(Point-per-instance localization data)
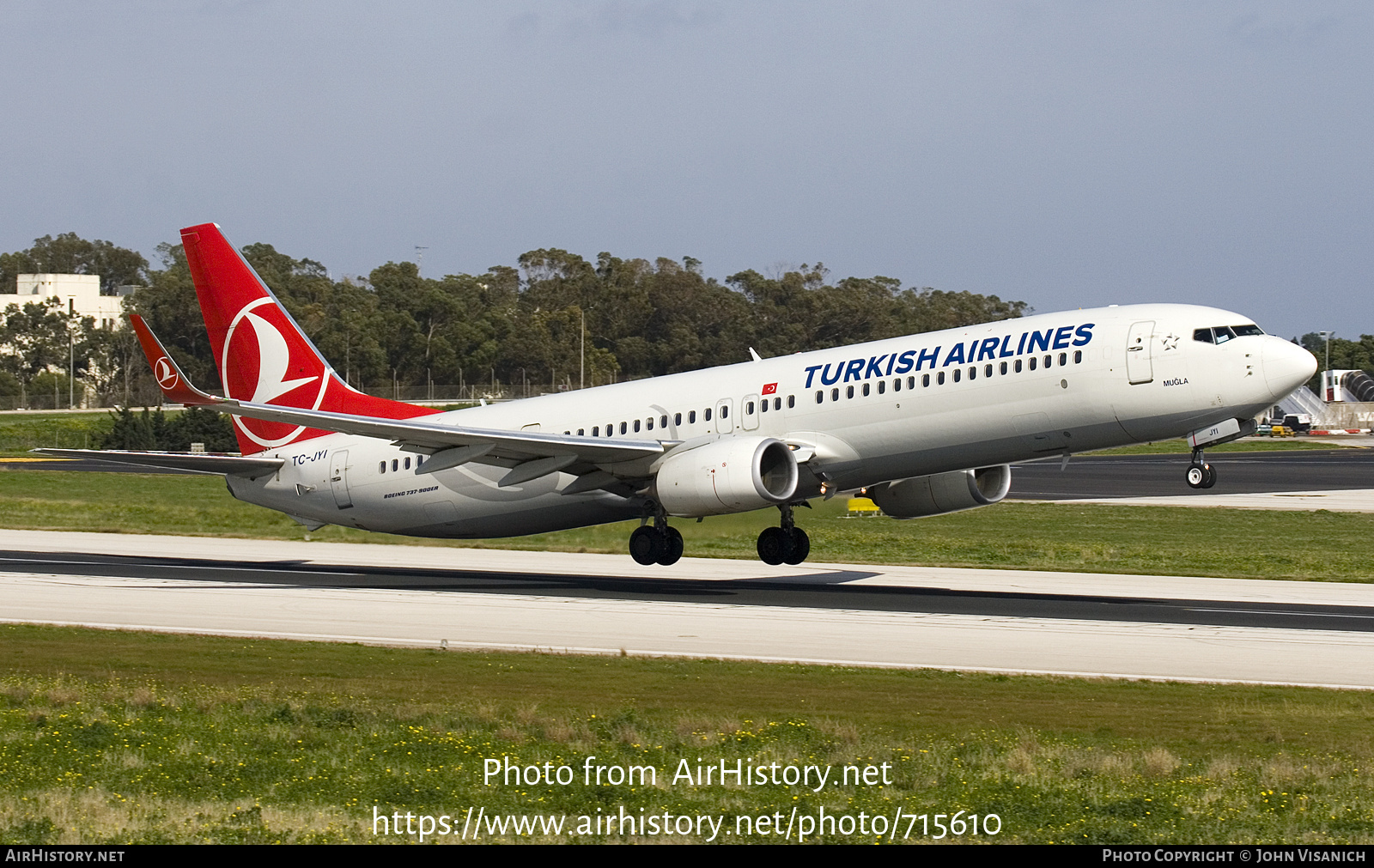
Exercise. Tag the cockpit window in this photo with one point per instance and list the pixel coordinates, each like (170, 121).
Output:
(1220, 334)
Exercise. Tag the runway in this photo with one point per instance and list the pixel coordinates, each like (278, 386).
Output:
(1161, 476)
(1017, 621)
(1085, 476)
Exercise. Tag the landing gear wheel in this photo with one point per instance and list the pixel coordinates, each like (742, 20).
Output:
(646, 545)
(800, 547)
(1201, 476)
(774, 545)
(1195, 476)
(672, 547)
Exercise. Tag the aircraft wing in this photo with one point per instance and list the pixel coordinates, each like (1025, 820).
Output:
(197, 462)
(448, 446)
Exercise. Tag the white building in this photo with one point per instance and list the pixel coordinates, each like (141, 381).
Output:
(80, 293)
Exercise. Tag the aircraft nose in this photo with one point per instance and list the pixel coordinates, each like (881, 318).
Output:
(1286, 366)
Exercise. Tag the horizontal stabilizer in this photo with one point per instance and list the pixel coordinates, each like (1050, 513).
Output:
(196, 462)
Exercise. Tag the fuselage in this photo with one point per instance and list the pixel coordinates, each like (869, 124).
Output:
(856, 416)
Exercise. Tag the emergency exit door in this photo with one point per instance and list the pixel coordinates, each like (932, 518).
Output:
(1138, 366)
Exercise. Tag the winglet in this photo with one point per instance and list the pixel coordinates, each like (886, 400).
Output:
(175, 385)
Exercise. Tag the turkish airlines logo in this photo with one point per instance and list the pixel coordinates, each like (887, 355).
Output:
(264, 360)
(165, 373)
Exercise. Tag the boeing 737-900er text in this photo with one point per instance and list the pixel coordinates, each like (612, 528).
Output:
(924, 425)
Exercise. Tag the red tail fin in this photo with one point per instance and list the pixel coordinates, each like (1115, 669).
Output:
(263, 355)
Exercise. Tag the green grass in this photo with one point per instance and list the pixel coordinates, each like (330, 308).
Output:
(32, 430)
(114, 737)
(1078, 537)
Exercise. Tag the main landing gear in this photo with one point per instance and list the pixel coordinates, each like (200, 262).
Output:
(785, 544)
(1200, 473)
(656, 543)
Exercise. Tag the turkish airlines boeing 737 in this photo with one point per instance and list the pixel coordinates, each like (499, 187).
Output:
(925, 423)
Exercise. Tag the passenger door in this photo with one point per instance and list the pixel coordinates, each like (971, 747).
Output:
(338, 480)
(725, 416)
(749, 418)
(1140, 368)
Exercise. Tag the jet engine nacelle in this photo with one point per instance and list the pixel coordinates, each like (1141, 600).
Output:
(732, 474)
(948, 492)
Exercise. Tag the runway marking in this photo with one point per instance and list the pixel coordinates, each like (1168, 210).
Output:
(1268, 611)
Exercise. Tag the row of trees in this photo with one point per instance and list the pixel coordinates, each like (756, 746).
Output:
(1346, 355)
(529, 323)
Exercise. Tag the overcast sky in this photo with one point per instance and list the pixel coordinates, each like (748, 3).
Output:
(1067, 154)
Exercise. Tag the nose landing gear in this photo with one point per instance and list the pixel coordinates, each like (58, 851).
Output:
(657, 543)
(1200, 473)
(785, 544)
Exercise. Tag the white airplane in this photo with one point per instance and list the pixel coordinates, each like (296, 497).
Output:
(924, 425)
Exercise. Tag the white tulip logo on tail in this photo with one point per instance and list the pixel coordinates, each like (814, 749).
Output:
(265, 343)
(165, 373)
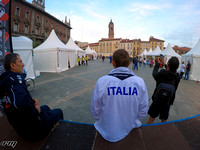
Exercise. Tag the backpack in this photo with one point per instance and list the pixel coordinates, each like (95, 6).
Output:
(163, 94)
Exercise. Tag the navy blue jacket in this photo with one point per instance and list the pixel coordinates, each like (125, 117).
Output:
(18, 104)
(165, 76)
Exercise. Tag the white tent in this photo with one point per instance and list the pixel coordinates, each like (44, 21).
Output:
(52, 55)
(194, 57)
(150, 51)
(89, 51)
(168, 52)
(94, 54)
(144, 53)
(78, 51)
(23, 46)
(156, 52)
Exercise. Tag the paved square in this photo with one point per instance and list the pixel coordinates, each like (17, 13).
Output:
(71, 91)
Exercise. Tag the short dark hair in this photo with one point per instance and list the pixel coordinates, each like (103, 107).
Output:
(121, 58)
(10, 58)
(173, 64)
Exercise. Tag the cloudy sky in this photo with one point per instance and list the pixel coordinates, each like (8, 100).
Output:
(175, 21)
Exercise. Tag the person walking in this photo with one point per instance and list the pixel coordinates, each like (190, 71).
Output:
(187, 72)
(182, 69)
(86, 60)
(162, 99)
(119, 100)
(79, 61)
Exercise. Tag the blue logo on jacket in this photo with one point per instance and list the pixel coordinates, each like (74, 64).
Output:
(122, 90)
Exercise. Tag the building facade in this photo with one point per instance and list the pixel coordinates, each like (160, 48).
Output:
(181, 50)
(107, 46)
(33, 21)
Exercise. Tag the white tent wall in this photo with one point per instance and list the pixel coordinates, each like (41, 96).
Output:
(23, 46)
(195, 63)
(27, 59)
(43, 63)
(72, 58)
(62, 60)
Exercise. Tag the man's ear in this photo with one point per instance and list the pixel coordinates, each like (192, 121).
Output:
(129, 62)
(12, 66)
(113, 63)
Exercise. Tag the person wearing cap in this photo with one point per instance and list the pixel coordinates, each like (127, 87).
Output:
(28, 118)
(119, 100)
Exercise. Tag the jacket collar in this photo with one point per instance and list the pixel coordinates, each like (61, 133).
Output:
(124, 70)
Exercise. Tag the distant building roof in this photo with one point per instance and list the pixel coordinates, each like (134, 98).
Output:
(126, 41)
(105, 39)
(181, 48)
(154, 39)
(93, 44)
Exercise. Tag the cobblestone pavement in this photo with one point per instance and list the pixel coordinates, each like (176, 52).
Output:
(71, 91)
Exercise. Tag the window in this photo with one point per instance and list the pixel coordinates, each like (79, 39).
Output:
(38, 19)
(26, 29)
(17, 11)
(27, 15)
(37, 31)
(46, 23)
(16, 26)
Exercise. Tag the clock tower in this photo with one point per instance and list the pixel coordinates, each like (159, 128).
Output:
(39, 4)
(111, 30)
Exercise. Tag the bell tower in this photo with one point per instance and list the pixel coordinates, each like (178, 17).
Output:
(39, 4)
(111, 30)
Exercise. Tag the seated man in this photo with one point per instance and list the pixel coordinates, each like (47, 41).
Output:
(119, 100)
(30, 120)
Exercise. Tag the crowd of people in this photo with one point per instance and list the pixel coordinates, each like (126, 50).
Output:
(118, 102)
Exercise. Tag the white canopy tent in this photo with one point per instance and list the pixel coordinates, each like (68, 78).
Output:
(78, 51)
(194, 57)
(168, 52)
(23, 46)
(150, 51)
(95, 54)
(89, 51)
(156, 52)
(52, 55)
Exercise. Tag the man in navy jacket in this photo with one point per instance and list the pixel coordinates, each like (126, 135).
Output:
(24, 113)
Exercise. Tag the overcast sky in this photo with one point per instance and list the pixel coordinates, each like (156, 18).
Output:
(175, 21)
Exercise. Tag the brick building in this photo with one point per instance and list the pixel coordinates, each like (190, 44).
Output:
(107, 46)
(181, 50)
(33, 21)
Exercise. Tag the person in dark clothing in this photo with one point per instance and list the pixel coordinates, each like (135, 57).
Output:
(24, 113)
(168, 76)
(187, 72)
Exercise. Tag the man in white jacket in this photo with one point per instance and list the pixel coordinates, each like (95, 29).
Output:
(119, 100)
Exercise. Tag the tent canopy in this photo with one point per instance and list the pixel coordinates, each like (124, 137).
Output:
(195, 50)
(71, 45)
(22, 43)
(89, 51)
(23, 46)
(144, 52)
(150, 51)
(194, 57)
(52, 42)
(169, 52)
(156, 52)
(53, 55)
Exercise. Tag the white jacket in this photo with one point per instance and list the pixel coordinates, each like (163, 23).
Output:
(117, 104)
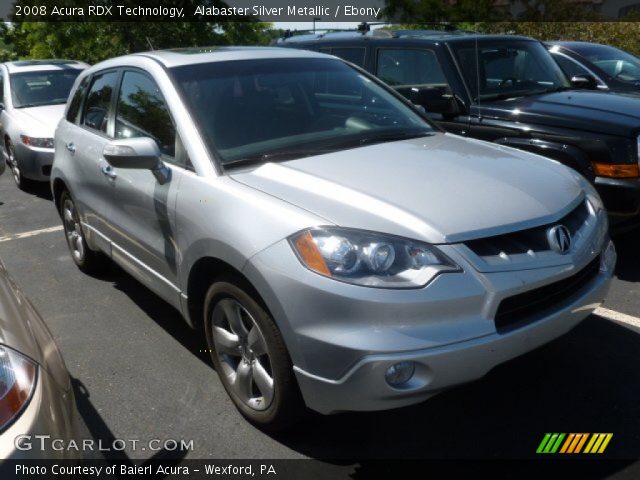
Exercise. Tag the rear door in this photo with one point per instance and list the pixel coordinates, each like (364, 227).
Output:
(141, 214)
(80, 140)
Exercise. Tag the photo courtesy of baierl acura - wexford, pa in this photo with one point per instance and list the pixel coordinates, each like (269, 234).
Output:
(337, 249)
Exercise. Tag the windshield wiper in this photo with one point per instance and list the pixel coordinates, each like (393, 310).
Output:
(557, 89)
(333, 147)
(30, 105)
(392, 137)
(275, 156)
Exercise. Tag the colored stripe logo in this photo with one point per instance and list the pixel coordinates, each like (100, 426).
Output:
(574, 442)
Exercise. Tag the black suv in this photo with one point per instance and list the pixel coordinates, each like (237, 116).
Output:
(509, 90)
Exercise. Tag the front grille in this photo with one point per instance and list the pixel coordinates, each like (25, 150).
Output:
(529, 306)
(533, 239)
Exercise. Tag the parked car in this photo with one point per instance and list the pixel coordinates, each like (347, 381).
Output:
(509, 90)
(338, 249)
(33, 94)
(36, 397)
(610, 68)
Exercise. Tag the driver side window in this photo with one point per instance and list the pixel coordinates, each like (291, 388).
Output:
(98, 102)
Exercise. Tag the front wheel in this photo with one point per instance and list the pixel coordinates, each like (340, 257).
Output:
(21, 182)
(250, 356)
(86, 259)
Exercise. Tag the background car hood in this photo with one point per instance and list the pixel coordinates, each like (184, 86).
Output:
(602, 112)
(39, 121)
(23, 330)
(441, 188)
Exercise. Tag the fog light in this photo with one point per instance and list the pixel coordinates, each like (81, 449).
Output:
(400, 373)
(608, 259)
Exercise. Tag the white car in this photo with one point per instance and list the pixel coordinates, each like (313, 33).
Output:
(33, 94)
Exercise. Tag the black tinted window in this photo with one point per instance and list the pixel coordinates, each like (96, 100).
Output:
(508, 69)
(97, 106)
(290, 107)
(32, 89)
(409, 67)
(76, 101)
(353, 55)
(142, 112)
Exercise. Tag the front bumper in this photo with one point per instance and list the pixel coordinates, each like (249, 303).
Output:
(364, 386)
(51, 413)
(34, 163)
(343, 338)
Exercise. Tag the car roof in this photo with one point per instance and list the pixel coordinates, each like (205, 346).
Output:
(19, 66)
(187, 56)
(431, 36)
(571, 44)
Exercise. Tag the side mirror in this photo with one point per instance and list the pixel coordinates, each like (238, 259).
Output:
(140, 153)
(585, 82)
(434, 100)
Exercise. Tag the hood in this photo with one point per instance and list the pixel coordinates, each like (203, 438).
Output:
(601, 112)
(39, 121)
(23, 330)
(441, 189)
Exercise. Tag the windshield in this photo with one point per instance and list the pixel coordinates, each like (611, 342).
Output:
(271, 109)
(33, 89)
(615, 63)
(508, 69)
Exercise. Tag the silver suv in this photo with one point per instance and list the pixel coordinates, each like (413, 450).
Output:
(336, 248)
(33, 94)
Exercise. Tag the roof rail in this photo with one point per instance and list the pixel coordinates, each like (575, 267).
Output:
(365, 29)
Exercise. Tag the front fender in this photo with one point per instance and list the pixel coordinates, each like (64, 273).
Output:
(568, 155)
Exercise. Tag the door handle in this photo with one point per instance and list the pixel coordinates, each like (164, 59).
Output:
(109, 171)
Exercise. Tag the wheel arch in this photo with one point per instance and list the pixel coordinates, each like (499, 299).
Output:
(202, 274)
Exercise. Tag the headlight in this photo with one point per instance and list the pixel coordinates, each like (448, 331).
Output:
(17, 381)
(37, 142)
(369, 259)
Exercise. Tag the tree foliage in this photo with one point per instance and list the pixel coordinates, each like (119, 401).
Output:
(624, 35)
(92, 41)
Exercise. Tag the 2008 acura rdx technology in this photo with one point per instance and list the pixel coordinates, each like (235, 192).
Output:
(338, 250)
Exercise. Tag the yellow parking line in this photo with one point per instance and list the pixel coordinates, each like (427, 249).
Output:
(32, 233)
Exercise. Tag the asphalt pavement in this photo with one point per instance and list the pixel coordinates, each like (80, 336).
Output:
(140, 372)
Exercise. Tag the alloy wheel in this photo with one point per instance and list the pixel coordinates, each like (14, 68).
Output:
(73, 230)
(15, 170)
(243, 354)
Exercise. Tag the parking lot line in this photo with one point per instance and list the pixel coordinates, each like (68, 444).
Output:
(16, 236)
(617, 316)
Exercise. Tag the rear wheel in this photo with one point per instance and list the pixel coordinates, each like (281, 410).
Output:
(250, 356)
(86, 259)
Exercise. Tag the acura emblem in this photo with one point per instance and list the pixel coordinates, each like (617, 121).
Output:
(559, 238)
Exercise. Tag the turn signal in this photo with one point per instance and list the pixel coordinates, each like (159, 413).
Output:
(616, 170)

— Your assignment —
Restate word for word the entries above, starting at the line with "Exercise. Tag the windshield wiper" and ending at the line with "Exercise. Tag the colored", inclusive, and no others.

— Written answer —
Exercise. Tag the windshield wiper in this photo with one point per instance and list the pixel coordinates, each like (393, 310).
Output:
(557, 89)
(333, 147)
(30, 105)
(392, 137)
(275, 156)
Exercise. Tag the colored stripe logo in this photo with one point per instance and list the pixel coordinates, each like (100, 426).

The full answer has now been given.